Document excerpt
# # #

By the time you read this, J Version 2 should be on the streets; I am reviewing an early beta-test copy of the product, which is at this time (mid-June) is still called J version 8.

For this reason, this review focuses on significant product features rather than on software deficiencies or apparent resource requirements, the characteristics of which are likely to change prior to release.


First Impressions

I had not looked at J since version 6.2 and was immediately surprised and impressed. J version 8 is a commercially oriented fully Windows-integrated product. The DOS version of J is included on the beta-test disk, but is clearly being de-emphasised. I don’t know if it will be included in the product, and I didn’t look at it. It looks as if ISI are concentrating their J development on Windows.

Installation is from Windows; you type ‘A:SETUP’ from the Run option in Program Manager – a reassuringly familiar activity. The standard Microsoft setup screen then takes over, and the files are decompressed and copied to the chosen target directory without fuss, and in only a few minutes.

# # #

Excerpted records
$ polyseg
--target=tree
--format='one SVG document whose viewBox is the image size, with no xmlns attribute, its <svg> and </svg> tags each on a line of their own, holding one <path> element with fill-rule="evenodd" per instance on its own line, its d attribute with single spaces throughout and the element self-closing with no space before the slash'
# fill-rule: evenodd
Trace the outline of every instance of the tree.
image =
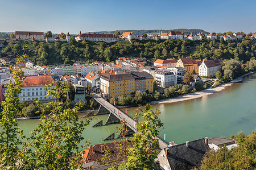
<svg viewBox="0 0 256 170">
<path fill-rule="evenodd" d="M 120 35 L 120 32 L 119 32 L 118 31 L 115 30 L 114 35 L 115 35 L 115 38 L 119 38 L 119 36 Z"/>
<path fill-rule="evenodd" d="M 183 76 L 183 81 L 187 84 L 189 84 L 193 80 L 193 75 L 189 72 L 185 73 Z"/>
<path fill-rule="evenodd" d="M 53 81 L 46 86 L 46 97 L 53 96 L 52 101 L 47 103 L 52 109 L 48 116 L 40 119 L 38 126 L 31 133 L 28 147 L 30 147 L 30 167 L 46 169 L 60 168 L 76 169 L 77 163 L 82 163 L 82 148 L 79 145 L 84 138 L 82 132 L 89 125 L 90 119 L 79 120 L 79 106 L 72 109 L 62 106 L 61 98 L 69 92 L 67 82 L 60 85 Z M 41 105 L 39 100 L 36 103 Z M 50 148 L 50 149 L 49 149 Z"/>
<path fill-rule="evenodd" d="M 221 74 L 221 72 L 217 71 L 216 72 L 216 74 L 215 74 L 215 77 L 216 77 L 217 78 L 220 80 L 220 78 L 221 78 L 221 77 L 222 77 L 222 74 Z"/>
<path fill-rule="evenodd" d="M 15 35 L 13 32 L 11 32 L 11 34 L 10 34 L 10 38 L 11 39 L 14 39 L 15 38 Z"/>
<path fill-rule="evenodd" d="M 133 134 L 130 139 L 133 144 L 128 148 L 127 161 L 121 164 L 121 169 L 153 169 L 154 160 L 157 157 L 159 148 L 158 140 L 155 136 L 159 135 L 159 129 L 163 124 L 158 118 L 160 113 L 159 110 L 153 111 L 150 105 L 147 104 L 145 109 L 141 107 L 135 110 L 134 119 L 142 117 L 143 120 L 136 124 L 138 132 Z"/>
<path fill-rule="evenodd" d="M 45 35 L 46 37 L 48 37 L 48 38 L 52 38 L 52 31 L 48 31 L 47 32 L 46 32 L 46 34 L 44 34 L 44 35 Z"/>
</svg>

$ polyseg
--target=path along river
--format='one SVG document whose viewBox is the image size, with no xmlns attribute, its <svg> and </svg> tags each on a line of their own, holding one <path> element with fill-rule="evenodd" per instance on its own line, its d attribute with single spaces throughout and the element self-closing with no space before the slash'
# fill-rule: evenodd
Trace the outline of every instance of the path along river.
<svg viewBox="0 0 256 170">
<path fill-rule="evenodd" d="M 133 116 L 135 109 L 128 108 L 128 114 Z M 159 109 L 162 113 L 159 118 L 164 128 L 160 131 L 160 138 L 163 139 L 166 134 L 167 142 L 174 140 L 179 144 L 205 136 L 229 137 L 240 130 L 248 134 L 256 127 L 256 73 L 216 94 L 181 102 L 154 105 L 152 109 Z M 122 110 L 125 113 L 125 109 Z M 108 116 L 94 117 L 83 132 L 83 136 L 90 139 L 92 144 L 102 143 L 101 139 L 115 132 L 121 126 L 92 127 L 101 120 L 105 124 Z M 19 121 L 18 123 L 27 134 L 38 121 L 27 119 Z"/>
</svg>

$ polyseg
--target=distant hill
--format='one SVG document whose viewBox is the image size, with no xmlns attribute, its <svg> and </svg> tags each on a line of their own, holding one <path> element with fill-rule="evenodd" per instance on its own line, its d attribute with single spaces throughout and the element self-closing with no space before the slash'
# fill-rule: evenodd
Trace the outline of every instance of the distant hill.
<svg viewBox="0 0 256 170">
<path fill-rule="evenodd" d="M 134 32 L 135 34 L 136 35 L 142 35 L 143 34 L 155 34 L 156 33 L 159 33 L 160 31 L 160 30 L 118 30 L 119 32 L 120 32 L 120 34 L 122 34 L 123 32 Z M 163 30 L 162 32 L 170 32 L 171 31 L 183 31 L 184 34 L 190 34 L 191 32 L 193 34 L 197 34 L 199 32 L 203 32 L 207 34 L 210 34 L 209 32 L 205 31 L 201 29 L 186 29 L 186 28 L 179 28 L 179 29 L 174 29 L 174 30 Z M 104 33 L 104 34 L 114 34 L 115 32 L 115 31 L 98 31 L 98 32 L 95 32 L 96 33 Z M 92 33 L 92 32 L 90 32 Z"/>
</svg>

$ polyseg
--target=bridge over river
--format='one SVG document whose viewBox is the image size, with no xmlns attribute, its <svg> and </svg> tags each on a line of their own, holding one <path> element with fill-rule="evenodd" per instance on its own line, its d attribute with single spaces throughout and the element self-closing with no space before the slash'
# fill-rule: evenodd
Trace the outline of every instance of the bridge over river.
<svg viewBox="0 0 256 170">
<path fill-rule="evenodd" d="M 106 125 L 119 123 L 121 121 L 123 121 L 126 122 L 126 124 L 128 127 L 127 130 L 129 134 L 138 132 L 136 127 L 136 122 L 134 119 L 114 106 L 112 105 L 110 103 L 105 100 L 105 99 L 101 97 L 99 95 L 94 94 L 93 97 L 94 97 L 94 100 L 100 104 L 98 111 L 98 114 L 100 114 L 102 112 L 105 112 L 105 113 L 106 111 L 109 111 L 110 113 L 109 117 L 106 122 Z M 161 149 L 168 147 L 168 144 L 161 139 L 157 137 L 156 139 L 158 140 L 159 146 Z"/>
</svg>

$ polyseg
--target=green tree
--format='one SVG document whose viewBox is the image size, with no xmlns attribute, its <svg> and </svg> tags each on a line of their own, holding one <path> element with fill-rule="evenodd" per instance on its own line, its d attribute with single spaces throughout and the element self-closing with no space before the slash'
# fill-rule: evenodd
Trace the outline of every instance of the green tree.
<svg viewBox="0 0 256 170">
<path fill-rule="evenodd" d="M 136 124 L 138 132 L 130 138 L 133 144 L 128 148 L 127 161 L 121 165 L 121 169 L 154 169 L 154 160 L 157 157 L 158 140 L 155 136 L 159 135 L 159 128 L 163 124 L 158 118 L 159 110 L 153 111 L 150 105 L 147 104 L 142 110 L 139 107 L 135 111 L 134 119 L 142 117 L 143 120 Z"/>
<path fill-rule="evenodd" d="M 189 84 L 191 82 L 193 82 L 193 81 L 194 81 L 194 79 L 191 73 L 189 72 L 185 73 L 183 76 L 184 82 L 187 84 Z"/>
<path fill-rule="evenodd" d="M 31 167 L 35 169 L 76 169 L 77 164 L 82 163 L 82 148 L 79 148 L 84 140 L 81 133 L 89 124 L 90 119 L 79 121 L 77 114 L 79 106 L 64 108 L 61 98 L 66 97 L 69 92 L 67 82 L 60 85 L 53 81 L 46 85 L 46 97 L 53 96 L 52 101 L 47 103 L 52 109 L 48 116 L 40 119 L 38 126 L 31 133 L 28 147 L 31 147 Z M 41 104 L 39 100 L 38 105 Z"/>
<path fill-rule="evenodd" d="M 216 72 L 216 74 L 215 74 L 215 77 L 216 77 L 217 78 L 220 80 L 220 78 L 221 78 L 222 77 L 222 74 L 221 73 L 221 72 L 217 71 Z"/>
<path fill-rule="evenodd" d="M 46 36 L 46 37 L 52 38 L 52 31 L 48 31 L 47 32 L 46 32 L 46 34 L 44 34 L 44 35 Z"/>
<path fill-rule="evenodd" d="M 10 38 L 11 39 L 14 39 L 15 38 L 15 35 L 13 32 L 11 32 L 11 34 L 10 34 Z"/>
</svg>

# # #

Objectives
1. In the review of J version 8, rewrite the passage starting at "By the time" and ending at "prior to release.", swapping "significant" for "major".
2. According to the review of J version 8, why does it concentrate on significant product features instead of software deficiencies or resource requirements? Answer in one to three sentences.
3. Continue the review of J version 8 from where it stops.
The entries play no part in what is asked here.

Results in order
1.
By the time you read this, J Version 2 should be on the streets; I am reviewing an early beta-test copy of the product, which is at this time (mid-June) is still called J version 8.

For this reason, this review focuses on major product features rather than on software deficiencies or apparent resource requirements, the characteristics of which are likely to change prior to release.

2. The reviewer is working from an early beta-test copy of the product. Its deficiencies and apparent resource requirements are likely to change before release, so the review concentrates on significant product features.

3.
The result of this is a new Program Manager Group which contains an icon for the J executable. Double-clicking this icon puts you straight into J8 – and what a difference!

What you see is an MDI parent window, which contains a single MDI child – a J execution window (with the label “1.JX”). Typing something into this window and then pressing the Enter key causes the entry to be executed as a J sentence, and the result displayed in the same window.


The MDI User Interface

The abbreviation MDI stands for Multiple Document Interface, and is a standard interface protocol familiar to users of many Windows applications. Because this looked like an MDI application I hopefully assumed that it meant I could open multiple J script windows, all as children of the main window. I was not disappointed.

The MDI frame hosts a number of menus and some familiar icons. Clicking the first icon opens a new window with the label “1.JS”. This is an empty window ready to receive J sentences that form part of a J script. Pressing the Enter key in a script window does not cause the sentence to be executed; we are building a script for deferred execution.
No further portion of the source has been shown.